REQUIREMENTS
Reproduce the items verbatim, beginning with the first line and stopping after the line that contains "Give the outline".

+++ LISTED RECORDS

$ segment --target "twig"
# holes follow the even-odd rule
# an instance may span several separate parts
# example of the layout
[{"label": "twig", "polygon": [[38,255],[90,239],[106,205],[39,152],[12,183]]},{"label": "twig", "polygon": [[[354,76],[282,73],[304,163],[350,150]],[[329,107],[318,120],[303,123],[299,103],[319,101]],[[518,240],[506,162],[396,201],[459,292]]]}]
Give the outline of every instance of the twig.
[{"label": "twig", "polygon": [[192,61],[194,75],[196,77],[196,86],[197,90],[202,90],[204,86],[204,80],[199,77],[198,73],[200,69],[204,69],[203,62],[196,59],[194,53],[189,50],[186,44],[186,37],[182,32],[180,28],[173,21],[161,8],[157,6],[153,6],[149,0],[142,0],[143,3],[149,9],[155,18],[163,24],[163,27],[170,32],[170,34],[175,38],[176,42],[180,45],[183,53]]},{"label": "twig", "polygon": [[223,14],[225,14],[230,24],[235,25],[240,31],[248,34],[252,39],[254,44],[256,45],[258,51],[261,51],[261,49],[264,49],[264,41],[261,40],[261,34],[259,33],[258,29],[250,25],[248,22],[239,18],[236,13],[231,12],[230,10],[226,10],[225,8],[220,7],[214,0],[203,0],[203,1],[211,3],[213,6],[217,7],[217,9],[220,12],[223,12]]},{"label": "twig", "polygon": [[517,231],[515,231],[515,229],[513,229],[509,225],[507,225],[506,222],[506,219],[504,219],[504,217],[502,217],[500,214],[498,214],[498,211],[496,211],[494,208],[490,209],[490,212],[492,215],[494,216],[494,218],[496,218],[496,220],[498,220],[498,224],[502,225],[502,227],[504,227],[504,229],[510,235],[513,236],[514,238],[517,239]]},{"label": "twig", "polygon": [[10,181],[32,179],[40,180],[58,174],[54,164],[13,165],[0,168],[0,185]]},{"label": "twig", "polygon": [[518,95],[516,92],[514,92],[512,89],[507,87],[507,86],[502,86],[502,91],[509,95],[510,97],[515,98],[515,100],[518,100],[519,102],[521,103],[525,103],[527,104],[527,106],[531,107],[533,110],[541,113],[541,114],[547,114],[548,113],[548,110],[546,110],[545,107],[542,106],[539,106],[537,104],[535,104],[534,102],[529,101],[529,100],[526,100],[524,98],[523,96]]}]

++++++

PROBLEM SOLUTION
$ segment --target "twig"
# holes follow the even-odd rule
# an instance may span several separate parts
# example of the layout
[{"label": "twig", "polygon": [[38,255],[90,239],[106,205],[39,152],[12,183]]},{"label": "twig", "polygon": [[[354,76],[282,73],[304,163],[350,150]],[[329,107],[318,120],[303,123],[299,103],[319,101]],[[518,240],[506,162],[396,201],[459,292]]]}]
Give the outline of every instance of the twig.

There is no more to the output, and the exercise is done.